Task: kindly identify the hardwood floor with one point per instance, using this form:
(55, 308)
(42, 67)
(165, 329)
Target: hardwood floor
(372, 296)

■ **Problem requirements**
All the records above are to be reproduced exactly.

■ **Result of this task**
Task: kindly identify the hardwood floor with one point per instance, using this form:
(55, 308)
(42, 67)
(165, 329)
Target: hardwood floor
(372, 296)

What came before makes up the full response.